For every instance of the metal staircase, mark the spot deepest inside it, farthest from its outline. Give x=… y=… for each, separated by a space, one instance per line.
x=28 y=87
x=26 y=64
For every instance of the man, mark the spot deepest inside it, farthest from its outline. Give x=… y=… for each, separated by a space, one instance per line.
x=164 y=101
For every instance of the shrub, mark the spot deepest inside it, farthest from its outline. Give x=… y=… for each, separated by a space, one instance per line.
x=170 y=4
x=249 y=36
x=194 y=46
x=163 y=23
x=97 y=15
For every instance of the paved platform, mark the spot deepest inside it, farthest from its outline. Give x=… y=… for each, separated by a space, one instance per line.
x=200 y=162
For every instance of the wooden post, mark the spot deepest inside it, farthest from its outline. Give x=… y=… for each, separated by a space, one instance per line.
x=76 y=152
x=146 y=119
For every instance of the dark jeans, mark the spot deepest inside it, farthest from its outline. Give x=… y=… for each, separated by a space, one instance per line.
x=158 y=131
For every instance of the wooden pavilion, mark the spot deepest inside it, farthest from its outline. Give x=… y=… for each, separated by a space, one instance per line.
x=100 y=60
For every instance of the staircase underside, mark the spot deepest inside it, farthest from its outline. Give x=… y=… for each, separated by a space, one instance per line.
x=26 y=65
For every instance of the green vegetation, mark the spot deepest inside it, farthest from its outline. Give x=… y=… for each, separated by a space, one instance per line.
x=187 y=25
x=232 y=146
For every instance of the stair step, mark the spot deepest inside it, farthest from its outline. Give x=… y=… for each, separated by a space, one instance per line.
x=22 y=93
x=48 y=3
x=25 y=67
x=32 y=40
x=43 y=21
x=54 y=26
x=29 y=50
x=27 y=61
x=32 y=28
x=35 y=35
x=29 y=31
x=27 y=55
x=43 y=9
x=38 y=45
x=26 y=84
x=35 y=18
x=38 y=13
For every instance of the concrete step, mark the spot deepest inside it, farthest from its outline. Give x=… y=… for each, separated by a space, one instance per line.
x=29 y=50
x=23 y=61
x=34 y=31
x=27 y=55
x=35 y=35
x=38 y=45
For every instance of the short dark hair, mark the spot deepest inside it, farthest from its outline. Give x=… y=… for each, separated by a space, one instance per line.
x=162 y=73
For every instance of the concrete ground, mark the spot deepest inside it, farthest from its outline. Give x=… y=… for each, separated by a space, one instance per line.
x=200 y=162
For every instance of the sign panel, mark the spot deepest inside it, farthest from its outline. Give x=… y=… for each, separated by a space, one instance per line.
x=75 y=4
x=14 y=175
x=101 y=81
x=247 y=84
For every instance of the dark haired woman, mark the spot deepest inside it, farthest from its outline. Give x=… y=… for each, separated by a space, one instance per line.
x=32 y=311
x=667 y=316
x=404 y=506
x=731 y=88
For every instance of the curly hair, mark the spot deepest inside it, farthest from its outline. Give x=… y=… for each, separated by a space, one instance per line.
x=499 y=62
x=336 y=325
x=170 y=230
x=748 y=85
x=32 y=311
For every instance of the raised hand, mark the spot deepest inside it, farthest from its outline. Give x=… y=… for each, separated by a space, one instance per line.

• • • •

### WHAT YOU SHOULD DO
To complete the exercise, print all of the entries exactly.

### ANSWER FOR THIS EXERCISE
For every instance of the metal staircase, mark the spot deepest inside it, farthest from its outline. Give x=… y=… for each, separated by a space, one instance per line.
x=28 y=87
x=26 y=64
For every instance of the man, mark the spot deepest inside it, farthest from its outline. Give x=… y=… for each, separated by a space, one instance per line.
x=164 y=101
For every instance of the shrub, mark the spot deepest inside it, farthest from its outline. Give x=… y=… for each, separated by a space, one instance per line.
x=170 y=4
x=249 y=36
x=194 y=46
x=163 y=23
x=97 y=15
For every instance of the paved platform, mark the spot deepest inside it, farthest from its outline. Give x=… y=… for each, separated by a space, one instance per line.
x=200 y=162
For every instance of the wooden post, mark the spot deepest inside it, farthest from its outline. Give x=… y=… for each, separated by a space, one instance per line.
x=76 y=152
x=146 y=119
For every instance of the dark jeans, mark the spot deepest inside it, farthest from its outline. Give x=… y=… for each, separated by a space, one instance per line.
x=158 y=131
For every instance of the wooden pavilion, mark the spot deepest inside it, farthest from its outline. Give x=… y=… for each, separated by a space, one instance per line.
x=100 y=60
For every instance of the staircase underside, mark the spot deepest inside it, farthest from its outline. Give x=… y=… for each, separated by a space, one instance per line.
x=26 y=65
For every instance of the green vegetation, mark the spot deepest inside it, farthest from its outline. Give x=… y=… for each, separated by a space, one instance per line.
x=187 y=25
x=232 y=146
For every instance of the stair step, mark the spot deepest inside it, farthest from its outline. Give x=… y=… for each, separated by a space, one instance per line.
x=22 y=93
x=48 y=3
x=25 y=67
x=32 y=40
x=43 y=21
x=54 y=26
x=29 y=50
x=27 y=61
x=32 y=28
x=35 y=35
x=29 y=31
x=27 y=55
x=43 y=9
x=38 y=45
x=26 y=84
x=35 y=18
x=38 y=13
For every instance of the concrete step, mark the spot deepest inside it, farthest from its outline. Give x=… y=… for each, separated by a space, one instance per line.
x=29 y=50
x=23 y=61
x=34 y=31
x=27 y=55
x=35 y=35
x=38 y=45
For every instance of the short dark hair, mark the spot deepest inside it, farthest from its outline. Give x=… y=… for each, separated by a space, one instance per line.
x=162 y=73
For every instance of the concrete ground, mark the spot deepest inside it, farthest from its outline. Give x=… y=… for each, separated by a space, one instance per line.
x=200 y=162
For every instance of the sign panel, mark the spot deepest inside it, farthest from its outline. Give x=… y=… for each, separated by a space, one instance per line.
x=75 y=4
x=14 y=175
x=101 y=81
x=247 y=84
For every instance of the dark haired woman, mark the spot deepest inside it, farthest from its outline. Give x=… y=… for each, separated by a space, one instance per line.
x=32 y=311
x=667 y=316
x=404 y=506
x=731 y=88
For every instance of the curly hair, mark the spot deepest inside it, farthest from its outline. Give x=… y=… for each, separated by a space, one instance per line.
x=499 y=62
x=336 y=325
x=170 y=230
x=748 y=85
x=32 y=311
For every instance of the raised hand, mark the spot deepest inside it, farthest from its outline. Give x=… y=… for each, separated by a space, one instance per line.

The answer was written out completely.